_Exercise_. Reproduce, word for word, the part of the data below that opens with the line containing "of the black" and closes with the final line of the data, including both ends.

_Data excerpts_.
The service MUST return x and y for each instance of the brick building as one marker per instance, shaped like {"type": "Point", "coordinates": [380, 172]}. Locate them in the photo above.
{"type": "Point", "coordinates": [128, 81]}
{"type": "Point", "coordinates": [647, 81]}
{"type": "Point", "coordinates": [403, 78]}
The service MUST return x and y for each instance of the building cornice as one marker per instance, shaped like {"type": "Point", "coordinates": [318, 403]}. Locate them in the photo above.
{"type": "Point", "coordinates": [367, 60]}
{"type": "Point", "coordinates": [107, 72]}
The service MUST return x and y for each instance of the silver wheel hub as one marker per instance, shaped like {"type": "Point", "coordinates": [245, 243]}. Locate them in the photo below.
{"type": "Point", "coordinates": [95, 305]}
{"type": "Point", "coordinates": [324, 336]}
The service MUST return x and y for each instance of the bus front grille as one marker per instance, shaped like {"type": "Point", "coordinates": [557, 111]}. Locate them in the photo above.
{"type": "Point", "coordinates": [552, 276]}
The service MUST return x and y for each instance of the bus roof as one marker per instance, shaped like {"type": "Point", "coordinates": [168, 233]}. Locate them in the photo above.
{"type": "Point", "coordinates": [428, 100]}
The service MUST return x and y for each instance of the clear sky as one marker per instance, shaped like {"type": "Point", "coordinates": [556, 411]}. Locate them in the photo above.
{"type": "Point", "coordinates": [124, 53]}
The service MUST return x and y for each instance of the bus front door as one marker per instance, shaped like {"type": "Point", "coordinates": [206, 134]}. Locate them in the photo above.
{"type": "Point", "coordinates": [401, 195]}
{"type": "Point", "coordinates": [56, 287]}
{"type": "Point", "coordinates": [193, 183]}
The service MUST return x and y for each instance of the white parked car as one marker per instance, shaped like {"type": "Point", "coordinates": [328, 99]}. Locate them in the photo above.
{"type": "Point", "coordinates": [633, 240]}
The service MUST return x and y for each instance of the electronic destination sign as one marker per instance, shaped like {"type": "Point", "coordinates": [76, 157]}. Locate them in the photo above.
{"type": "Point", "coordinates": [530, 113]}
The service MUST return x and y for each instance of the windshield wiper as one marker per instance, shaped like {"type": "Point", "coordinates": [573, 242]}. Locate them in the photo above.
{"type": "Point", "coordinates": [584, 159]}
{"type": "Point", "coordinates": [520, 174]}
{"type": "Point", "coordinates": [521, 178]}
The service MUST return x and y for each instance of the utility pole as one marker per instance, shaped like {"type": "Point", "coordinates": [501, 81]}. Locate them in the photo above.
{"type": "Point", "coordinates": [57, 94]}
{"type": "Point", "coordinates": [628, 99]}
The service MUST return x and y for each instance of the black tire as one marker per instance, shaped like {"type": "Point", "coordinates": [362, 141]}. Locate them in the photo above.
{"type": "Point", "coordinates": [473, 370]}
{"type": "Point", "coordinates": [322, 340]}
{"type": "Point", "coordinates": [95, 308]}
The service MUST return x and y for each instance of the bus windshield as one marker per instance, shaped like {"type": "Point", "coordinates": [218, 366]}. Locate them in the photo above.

_Response below_.
The service MUST return x and y for each instance of the black tire as one marker per instance, shaped like {"type": "Point", "coordinates": [362, 141]}. Locate them in the photo above.
{"type": "Point", "coordinates": [473, 370]}
{"type": "Point", "coordinates": [322, 340]}
{"type": "Point", "coordinates": [95, 308]}
The service MUST return x and y for each instance of the bus windshield as one marker per instance, shaped like {"type": "Point", "coordinates": [218, 366]}. Locate them in the photo above.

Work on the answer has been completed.